** Start **

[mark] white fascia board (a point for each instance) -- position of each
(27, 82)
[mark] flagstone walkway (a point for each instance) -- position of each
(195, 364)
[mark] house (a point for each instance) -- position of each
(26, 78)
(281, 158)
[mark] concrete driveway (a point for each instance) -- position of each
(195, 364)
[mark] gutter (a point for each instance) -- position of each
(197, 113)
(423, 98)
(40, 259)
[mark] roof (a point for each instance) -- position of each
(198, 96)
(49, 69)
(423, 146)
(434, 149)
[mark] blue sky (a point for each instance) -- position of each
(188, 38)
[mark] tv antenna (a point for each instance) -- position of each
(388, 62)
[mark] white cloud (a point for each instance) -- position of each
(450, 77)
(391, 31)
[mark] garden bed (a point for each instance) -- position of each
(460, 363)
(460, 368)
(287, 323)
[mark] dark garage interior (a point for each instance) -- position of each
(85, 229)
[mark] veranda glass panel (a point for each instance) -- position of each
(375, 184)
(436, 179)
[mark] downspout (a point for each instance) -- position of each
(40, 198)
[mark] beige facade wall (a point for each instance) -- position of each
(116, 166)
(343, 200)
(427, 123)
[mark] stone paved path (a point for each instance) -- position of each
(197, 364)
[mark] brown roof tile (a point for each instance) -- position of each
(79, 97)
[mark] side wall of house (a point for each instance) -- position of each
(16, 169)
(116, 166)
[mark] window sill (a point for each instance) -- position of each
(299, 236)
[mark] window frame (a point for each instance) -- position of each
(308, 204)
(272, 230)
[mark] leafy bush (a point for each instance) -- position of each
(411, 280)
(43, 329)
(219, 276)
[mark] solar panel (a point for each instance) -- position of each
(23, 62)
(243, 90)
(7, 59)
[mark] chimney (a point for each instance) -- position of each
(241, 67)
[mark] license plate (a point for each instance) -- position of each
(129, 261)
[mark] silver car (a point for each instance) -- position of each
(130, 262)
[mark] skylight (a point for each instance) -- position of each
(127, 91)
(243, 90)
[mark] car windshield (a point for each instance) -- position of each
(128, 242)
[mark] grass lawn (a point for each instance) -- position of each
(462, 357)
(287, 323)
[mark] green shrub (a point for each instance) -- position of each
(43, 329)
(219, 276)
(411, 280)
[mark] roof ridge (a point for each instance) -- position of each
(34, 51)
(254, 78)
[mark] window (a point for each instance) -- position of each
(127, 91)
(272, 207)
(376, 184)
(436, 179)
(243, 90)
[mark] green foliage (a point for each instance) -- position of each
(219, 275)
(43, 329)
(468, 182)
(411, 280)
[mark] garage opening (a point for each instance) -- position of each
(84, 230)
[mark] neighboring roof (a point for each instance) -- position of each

** End **

■ WRITTEN REQUEST:
Reproduce all of the records exactly.

■ ANSWER TO THE EXERCISE:
[mark] white fascia board (a point for each instance) -- position of each
(27, 82)
[mark] flagstone walkway (a point for each instance) -- position of each
(195, 364)
[mark] house (a point for each instance) -- position of each
(26, 78)
(281, 158)
[mark] concrete driveway (a point for each instance) -- position of each
(195, 364)
[mark] gutter (a point for each instance) -- position of each
(197, 113)
(423, 98)
(40, 259)
[mark] roof (a point for each instance) -- position of each
(198, 96)
(49, 69)
(423, 146)
(434, 149)
[mark] blue sky (a point for each instance) -- position of each
(188, 38)
[mark] tv antenna (a point for each instance) -- position of each
(388, 62)
[mark] white cloud (a point for each instance) -- position of each
(450, 77)
(391, 31)
[mark] garden bed (a point for each instance) -- position of each
(460, 363)
(460, 368)
(287, 323)
[mark] dark garage interior (a point for each instance) -- position of each
(85, 229)
[mark] veranda glass panel (a point for each instance) -- position of each
(375, 184)
(436, 179)
[mark] downspout (a point for each instance) -- position of each
(40, 198)
[mark] beige facade wall (a point for each instance) -- position of each
(116, 166)
(343, 200)
(427, 123)
[mark] stone paved path (a point for each instance) -- position of each
(197, 364)
[mark] brown roof tile (a point for each instance) -- position of each
(79, 97)
[mark] side wall of house (a point for each instance) -- position of each
(16, 169)
(116, 166)
[mark] window sill (a point for each instance) -- position of each
(299, 236)
[mark] window frame (a point for each instance) -- position of each
(308, 204)
(272, 230)
[mark] leafy bush (a point for each instance) -- position of each
(411, 280)
(43, 329)
(219, 276)
[mark] solar panel (a point for each instance) -- position of each
(23, 62)
(243, 90)
(7, 59)
[mark] chimney (a point for each instance) -- position of each
(241, 67)
[mark] license plate (a point for each instance) -- position of each
(129, 261)
[mark] silver car (a point for each instance) -- position of each
(130, 262)
[mark] skylight (a point for each instance) -- position of each
(127, 91)
(243, 90)
[mark] car windshield (a point for each instance) -- position of each
(128, 242)
[mark] grass lawn (a point for each instance) -- position of each
(462, 357)
(287, 323)
[mark] green shrub (a point for each instance) -- position of each
(43, 329)
(219, 276)
(411, 280)
[mark] roof ridge (a point for each instance) -- position of each
(34, 51)
(254, 78)
[mark] window (a point for each instance) -- position of each
(127, 91)
(272, 207)
(376, 184)
(436, 179)
(243, 90)
[mark] green foliage (a point for each instance) -- position of each
(219, 275)
(43, 329)
(468, 182)
(411, 280)
[mark] garage opening (a point for each instance) -- position of each
(84, 230)
[mark] neighboring roof (a point for each instance) -- position of each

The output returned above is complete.